====== Record excerpts ======
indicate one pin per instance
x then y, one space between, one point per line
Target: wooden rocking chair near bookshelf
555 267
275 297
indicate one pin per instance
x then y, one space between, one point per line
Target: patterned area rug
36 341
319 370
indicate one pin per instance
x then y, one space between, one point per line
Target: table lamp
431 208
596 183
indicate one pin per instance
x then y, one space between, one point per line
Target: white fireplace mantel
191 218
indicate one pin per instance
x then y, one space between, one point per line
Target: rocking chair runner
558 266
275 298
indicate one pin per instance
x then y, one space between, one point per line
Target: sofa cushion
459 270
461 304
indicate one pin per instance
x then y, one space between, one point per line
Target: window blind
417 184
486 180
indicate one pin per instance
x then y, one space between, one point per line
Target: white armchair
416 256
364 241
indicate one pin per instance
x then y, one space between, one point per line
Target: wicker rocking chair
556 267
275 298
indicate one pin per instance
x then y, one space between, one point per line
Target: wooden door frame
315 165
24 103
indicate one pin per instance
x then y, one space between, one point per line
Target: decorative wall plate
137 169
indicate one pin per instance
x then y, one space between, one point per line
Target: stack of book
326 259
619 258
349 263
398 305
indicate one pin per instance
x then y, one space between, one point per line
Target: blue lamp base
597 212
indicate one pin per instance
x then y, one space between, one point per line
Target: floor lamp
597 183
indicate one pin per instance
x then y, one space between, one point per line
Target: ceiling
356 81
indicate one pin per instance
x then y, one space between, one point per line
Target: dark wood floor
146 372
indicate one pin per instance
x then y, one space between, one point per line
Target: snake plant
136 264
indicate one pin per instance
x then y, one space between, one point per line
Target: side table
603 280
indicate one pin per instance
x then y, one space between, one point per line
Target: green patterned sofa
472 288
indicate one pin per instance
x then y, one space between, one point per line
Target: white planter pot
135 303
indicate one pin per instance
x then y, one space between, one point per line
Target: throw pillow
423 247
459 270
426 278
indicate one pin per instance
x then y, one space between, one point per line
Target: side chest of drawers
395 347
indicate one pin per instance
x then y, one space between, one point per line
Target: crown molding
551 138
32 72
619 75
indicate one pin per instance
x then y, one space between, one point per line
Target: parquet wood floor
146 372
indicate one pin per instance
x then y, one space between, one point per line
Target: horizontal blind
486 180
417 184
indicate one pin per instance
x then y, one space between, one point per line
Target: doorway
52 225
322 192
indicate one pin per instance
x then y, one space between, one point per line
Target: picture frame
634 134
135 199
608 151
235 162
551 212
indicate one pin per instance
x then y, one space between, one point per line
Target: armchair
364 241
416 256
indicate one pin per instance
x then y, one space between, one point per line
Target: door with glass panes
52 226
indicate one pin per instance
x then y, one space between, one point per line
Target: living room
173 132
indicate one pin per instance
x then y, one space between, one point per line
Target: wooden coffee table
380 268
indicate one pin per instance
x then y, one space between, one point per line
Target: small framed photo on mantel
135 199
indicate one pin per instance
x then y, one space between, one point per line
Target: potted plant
======
— Work item —
Exact copies of all the entries above should be returned.

— Solved exercise —
indicate one pin per instance
x then y, one space between, one point per line
Target: wooden rocking chair near bookshelf
555 267
275 297
indicate one pin per instance
x then y, one space between, one point per line
Target: patterned area rug
36 341
319 370
indicate one pin per instance
x then y, one space between, one point per line
Target: table lamp
431 208
596 183
indicate one pin per instance
x then y, one space between, one point per line
Target: white fireplace mantel
191 218
indicate one pin per instance
x then y, one space between, one point per line
Target: rocking chair runner
558 266
275 298
indicate one pin per instance
x then y, one space between, one point per line
Target: sofa cushion
459 270
461 304
indicate one pin per instance
x then y, one space between, one point per line
Target: window blind
417 184
486 180
indicate one pin per instance
x then y, one space between, one point per line
Target: white armchair
416 256
364 241
indicate one pin per instance
x then y, one space between, one point per line
Target: wicker rocking chair
556 267
275 298
indicate one pin per instance
x then y, one space between, one point per line
Target: wooden door frame
315 165
24 103
indicate one pin per instance
x then y, one space between, one point per line
Target: decorative wall plate
137 169
indicate one pin per instance
x then y, one space between, one point per line
Target: stack of book
326 259
619 258
349 263
398 305
indicate one pin per instance
x then y, one space between, one point per line
Target: blue lamp base
597 212
indicate one pin per instance
x then y, one space between, one point per line
Target: floor lamp
597 183
indicate one pin per instance
x then y, one space between, one point per line
Target: ceiling
356 81
indicate one pin per instance
x then y, one space between, one point per line
Target: dark wood floor
146 372
indicate one pin per instance
x then y, one space between, one point per line
Target: snake plant
136 264
indicate one pin per instance
x then y, one space between, one point per line
Target: side table
603 280
indicate one pin per instance
x then y, one space between, one point per line
Target: green patterned sofa
472 288
indicate one pin per instance
x then y, one space between, one point per line
Target: white planter pot
135 303
indicate one pin per instance
x then y, one space between, one point per line
Target: throw pillow
423 247
459 270
426 278
indicate one pin per instance
x then y, one space between, one point per line
Target: side chest of drawers
395 347
indicate one pin per instance
x then y, one space between, one point per line
Target: crown molding
551 138
32 72
619 75
indicate one pin per instance
x then y, one space between, one point per line
Target: parquet wood floor
146 372
indicate one pin per instance
x then y, one space between, one point per line
Target: horizontal blind
486 180
417 184
indicate one pin per instance
x then y, one space between, one point per line
Target: doorway
52 225
322 192
indicate one pin per instance
x then y, one space between, one point per line
Target: picture frame
634 134
135 199
608 151
235 162
551 212
indicate one pin per instance
x then y, one space between, one point per line
Target: armchair
364 241
416 256
indicate one pin per instance
x then y, one space between, one point per line
Target: door with glass panes
52 226
indicate one pin per instance
x then y, one space between, one point per line
Target: living room
173 132
indicate one pin per instance
x then y, one space between, one point per line
Target: wooden coffee table
380 268
indicate one pin per instance
x then y, one space between, one point per line
Target: small framed photo on mantel
135 199
indicate one pin per instance
x then y, one space between, one point per line
Target: potted plant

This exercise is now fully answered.